▸ Goal
Copy out each of the entries below word for word, leaving the pictures out.

▸ Given records

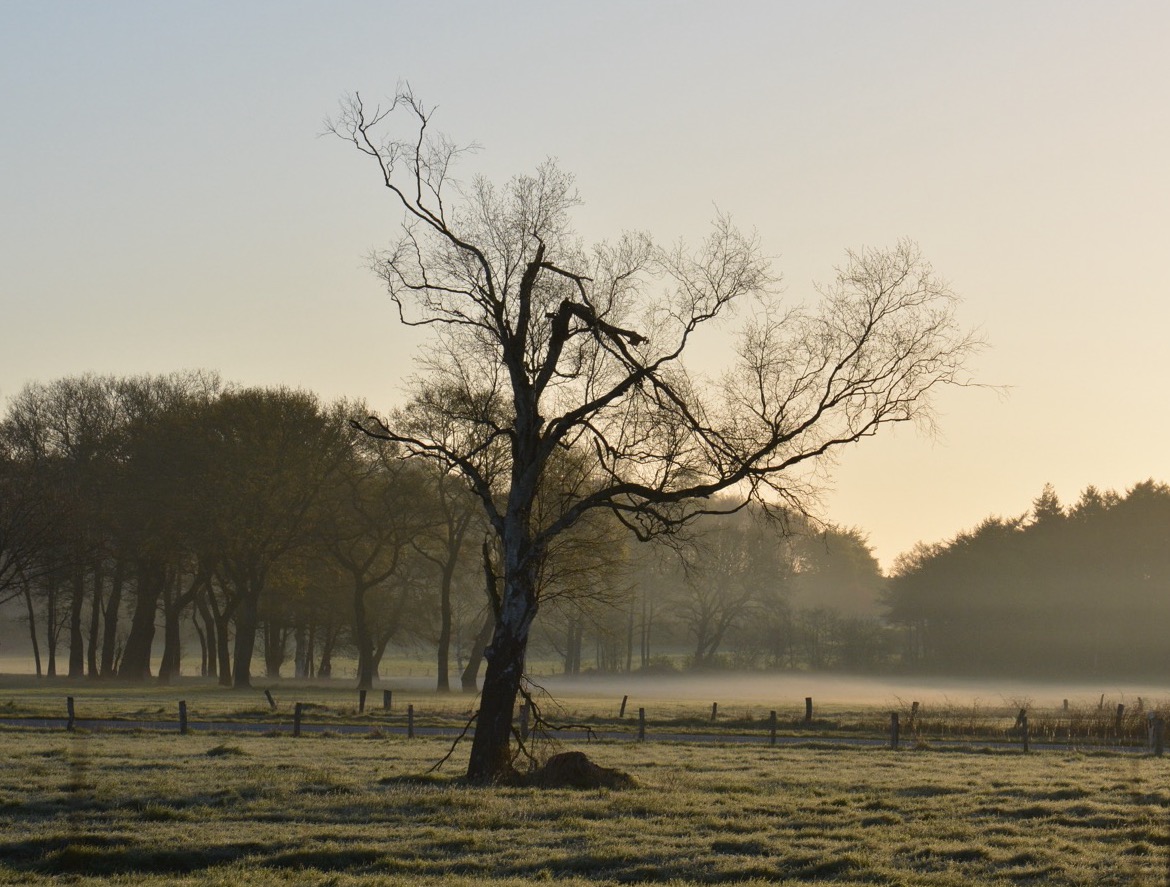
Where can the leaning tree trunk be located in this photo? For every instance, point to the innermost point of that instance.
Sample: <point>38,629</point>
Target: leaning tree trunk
<point>490,760</point>
<point>470,678</point>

▸ Solution to the exercise
Where can the leaning tree trunk be located in this photo? For every instance, point to the innermost point of that instance.
Sample: <point>38,629</point>
Target: leaning tree trunk
<point>490,760</point>
<point>470,678</point>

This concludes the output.